EXTRACT PROVIDED.
..........
Architectural Wrought Ironwork

A guide to wrought ironwork and its restoration. Explore metallurgy, production techniques, its architectural and historical context and best practice conservation


Wrought iron, normally produced from pig iron, is a ferrous carbon alloy with a significantly lower carbon content (less than 0.1%) than cast iron or steel. Wrought iron is produced with slag inclusions (the top layer of melt formed during smelting containing oxides and other impurities) which gives wrought iron a characteristic fibrous nature. The slag provides a range of material properties including, toughness, ease of welding, resistance to corrosion, malleability when hot and tensile strength.

There are two main types of wrought ironwork. Pre the 18th century, Charcoal Iron which was produced in a bloomery using charcoal was primarily used. Its production process resulted in signification variations in its composition. After the 18th century puddled iron, considered the first large-scale process in iron production, was becoming widespread in use.


The earliest production method of wrought iron was in a bloomery - a stone or clay wall furnace with a pit and chimney. A pipe near the base of the pit allowed for airflow either from a natural source or by bellows. The bloomery required charcoal both as a fuel and as a source of carbon monoxide in the refinement process.

Once the furnace was heated, iron ore would be mixed in a 1:1 ratio with charcoal, and fed into the bloomery. The air forced through the furnace would fuel the fire to temperatures just below iron’s melting point. The carbon monoxide would force the naturally occurring oxides out of the ore leaving impure metallic iron to fall to the bottom of the furnace, where naturally occurring molten slag ( a compound of silicon, oxygen and other impurities from the ore) which welded together to form a spongy mass known as bloom.

The final refinement stage came from the beating and forging process (blacksmithing) once the iron was removed from the furnace. The hammering and working of the product would drive out some of the slag and turn it into the useable “wrought” iron.

Production was both small-scale and expensive. Early bloomeries could smelt no more than a kilo of iron with each firing and had limitations to the temperatures they could reach. It wasn’t until the medieval period and the development of mechanised smelting, that wrought iron production increased.
..........
TO BE DONE.
- A) According to the wrought ironwork guide, why did a bloomery need charcoal? Answer in one to three sentences.
- B) Translate this sentence from the wrought ironwork guide into Spanish: "A pipe near the base of the pit allowed for airflow either from a natural source or by bellows."
- C) In the wrought ironwork guide, how much iron could an early bloomery smelt with each firing?
The stored data after this is separate material from the wrought ironwork guide.

(Stored data)
..........
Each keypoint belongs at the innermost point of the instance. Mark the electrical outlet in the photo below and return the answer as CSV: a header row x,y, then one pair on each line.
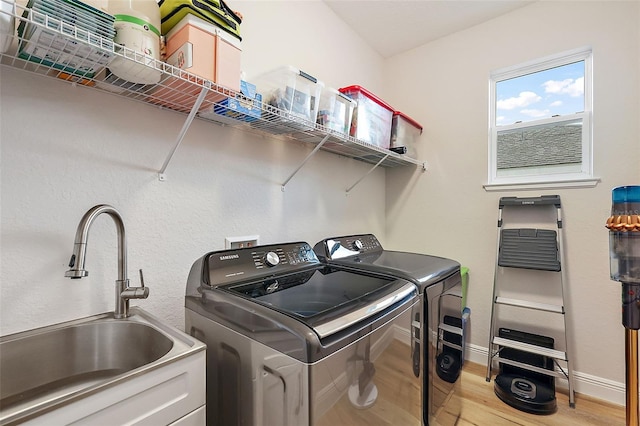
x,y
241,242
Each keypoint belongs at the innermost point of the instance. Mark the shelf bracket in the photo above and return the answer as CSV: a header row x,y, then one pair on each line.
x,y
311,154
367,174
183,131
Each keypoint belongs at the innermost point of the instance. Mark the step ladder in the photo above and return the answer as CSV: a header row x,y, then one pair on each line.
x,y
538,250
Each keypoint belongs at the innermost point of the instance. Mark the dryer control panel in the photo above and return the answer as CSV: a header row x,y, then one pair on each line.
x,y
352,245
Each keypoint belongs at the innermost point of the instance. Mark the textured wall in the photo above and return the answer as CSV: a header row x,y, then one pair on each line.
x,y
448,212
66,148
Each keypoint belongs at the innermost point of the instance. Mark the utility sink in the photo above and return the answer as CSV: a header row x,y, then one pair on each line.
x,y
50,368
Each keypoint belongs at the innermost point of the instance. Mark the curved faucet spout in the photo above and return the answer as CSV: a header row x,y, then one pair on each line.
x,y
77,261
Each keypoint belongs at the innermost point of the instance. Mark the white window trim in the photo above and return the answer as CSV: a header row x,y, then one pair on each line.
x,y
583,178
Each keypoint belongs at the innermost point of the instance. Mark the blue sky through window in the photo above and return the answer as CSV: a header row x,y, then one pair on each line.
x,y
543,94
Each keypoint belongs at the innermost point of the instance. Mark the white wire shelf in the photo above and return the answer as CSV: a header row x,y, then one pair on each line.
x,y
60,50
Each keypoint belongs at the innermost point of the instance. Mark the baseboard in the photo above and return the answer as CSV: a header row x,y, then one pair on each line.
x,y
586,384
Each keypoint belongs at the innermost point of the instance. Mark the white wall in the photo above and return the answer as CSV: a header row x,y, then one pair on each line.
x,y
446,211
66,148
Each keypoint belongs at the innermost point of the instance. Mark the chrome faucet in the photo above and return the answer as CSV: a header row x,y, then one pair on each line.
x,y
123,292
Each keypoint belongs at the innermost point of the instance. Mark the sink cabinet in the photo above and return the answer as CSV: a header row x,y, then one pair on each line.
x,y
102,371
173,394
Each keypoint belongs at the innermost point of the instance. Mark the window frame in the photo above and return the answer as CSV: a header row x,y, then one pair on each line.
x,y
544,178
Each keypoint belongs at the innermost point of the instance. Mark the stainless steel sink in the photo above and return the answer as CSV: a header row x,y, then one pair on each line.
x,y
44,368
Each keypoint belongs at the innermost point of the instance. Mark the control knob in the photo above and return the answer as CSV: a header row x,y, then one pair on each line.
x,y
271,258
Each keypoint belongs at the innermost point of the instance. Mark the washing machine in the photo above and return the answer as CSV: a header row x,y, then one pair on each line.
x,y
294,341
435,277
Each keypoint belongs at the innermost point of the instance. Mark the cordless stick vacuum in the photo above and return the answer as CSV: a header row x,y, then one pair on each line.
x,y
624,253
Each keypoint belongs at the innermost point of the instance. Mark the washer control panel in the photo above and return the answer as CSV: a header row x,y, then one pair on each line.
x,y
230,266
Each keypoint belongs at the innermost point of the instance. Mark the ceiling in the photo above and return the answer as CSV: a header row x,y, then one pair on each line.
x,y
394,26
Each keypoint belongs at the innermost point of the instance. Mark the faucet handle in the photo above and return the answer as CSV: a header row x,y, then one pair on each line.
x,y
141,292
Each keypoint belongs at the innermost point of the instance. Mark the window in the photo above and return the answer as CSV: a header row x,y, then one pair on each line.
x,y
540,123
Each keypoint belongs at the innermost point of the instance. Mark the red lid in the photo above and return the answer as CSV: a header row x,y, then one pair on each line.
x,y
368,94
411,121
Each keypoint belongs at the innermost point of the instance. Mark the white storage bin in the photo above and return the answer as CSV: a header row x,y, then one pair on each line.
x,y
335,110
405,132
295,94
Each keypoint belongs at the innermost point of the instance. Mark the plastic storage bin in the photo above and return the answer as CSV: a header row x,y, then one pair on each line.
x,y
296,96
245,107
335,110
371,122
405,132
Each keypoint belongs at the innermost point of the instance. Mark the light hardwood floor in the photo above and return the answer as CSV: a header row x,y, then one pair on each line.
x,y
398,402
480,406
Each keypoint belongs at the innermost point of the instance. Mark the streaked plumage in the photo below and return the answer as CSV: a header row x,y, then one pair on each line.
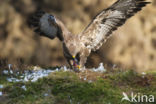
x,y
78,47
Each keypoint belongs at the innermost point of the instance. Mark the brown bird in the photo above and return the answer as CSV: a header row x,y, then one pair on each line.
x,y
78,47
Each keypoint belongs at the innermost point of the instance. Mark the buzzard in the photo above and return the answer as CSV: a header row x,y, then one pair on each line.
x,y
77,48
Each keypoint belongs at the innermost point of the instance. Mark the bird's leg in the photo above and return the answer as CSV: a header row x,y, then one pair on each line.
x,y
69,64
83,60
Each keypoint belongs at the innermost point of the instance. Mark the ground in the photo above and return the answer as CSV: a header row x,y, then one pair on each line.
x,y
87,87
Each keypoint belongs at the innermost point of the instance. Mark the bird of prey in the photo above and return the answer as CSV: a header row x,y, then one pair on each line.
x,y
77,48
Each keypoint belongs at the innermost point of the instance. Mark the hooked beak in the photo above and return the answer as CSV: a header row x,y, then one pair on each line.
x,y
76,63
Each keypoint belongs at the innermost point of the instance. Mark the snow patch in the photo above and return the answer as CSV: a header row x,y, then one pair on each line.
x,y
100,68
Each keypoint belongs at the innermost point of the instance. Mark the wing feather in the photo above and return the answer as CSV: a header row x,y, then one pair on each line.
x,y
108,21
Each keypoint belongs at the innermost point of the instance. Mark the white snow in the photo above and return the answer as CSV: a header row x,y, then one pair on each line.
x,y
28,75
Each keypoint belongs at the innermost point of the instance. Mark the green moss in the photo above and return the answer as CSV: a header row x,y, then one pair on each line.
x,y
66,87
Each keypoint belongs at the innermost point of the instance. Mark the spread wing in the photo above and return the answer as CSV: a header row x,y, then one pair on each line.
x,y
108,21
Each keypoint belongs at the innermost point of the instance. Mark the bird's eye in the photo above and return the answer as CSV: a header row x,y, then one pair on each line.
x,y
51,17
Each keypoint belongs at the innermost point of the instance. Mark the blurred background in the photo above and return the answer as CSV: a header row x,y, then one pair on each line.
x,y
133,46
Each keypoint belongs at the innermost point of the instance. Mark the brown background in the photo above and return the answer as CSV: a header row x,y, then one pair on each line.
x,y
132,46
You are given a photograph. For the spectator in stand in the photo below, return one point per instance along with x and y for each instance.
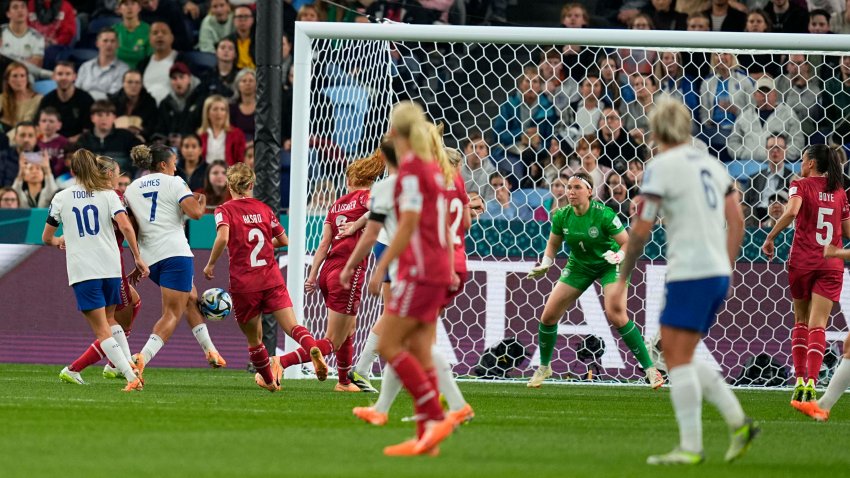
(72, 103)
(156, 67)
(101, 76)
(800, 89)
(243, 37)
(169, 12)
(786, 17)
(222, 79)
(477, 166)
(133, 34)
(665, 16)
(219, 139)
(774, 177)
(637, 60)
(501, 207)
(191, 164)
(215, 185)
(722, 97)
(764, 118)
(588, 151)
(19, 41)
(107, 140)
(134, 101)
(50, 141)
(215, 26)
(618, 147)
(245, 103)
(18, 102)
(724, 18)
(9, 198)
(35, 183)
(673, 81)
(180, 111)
..........
WRITTEN RESPONSES.
- A) A bloomery needed charcoal as the fuel for its fire. Charcoal also supplied the carbon monoxide that forced the naturally occurring oxides out of the ore during refinement.

- B) Un tubo cerca de la base del pozo permitía el flujo de aire, ya fuera de una fuente natural o mediante fuelles.

- C) No more than a kilo.